# Contract Bids



## iowastorm (Aug 20, 2000)

For the past two years, I've been bidding on and servicing several large apartment complexes on an hourly basis (time and materials). After some research, I'm beginning to learn about expanding our bidding process with seasonal contracts. Furthermore, it appears that most commercial accounts like having a firm grasp on their snow removal budget by paying a pre-determined amount each month for their snow removal needs. Here in Cental Iowa, it snows an average of 6-8 times per year with a annual accumulation total of around 24-30". My goal is to offer a fair and competitive contract that will allow us to increase our client base as well as our monthly cash flow. I would welcome comments and suggestions from anyone with past experience and success in bidding of this type.

Tim Jones
Iowastorm Lawn Care & Snow Removal Service


----------



## Alan (Mar 2, 2000)

Well,, if you've been working T & M for two years you already have a good handle on the time it takes and your average cost per year. That's a decent start to setting up a yearly price. And seasonal contracts sure are nice for helping you meet expenses in a dry winter.


----------



## diggerman (May 19, 2001)

I am also in central Iowa and do buildings containing around a thousand units. Half of these I do by the hour and the other half are on a per time basis. I have been doing these diffrent buildings anywhere from 10 to 20 years, and have discussed diffrent options with the owners over the years as to how they want to be charged. What it has seemed to me is that with the varing snow years that we seem to have, paying a lump sum for the year has made them a little nervous that in some way they are paying more than they should, with the hourly and per time they pay for excactly what they get or they know excactly what they will pay when it snows. After spending four years on the east coast I know that the level of service that is required there is much higher than what owners are willing to provide here.It has gratly increased her but it has a long way to go and DesMoines is even better than the rest of central Iowa


----------



## iowastorm (Aug 20, 2000)

I know what you mean. Our snowfall varies so much here it is a major negative when wanting to offer a seasonal contract. I agree with you about owners wanting to only pay T&M as it's the fairest way all around. However, the challenge for them, I believe, it to appropriately budget funds for their snow removal needs. I find that they usually under budget when being charged T&M and then figure that they were in some way over-charged. I guess getting them to 'buy' a seasonal contract lies in proper presentation and explanation of the contract.

******************************

Give the username and date heading each post in the contract bids thread above, in the order the posts appear.

AVAILABLE DATA:

******************************

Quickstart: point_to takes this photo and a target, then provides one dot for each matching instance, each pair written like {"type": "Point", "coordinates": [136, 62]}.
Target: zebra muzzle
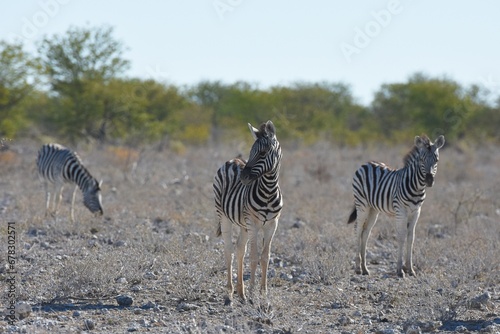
{"type": "Point", "coordinates": [429, 180]}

******************************

EXERCISE SOLUTION:
iowastorm, Aug 20, 2000
Alan, Mar 2, 2000
diggerman, May 19, 2001
iowastorm, Aug 20, 2000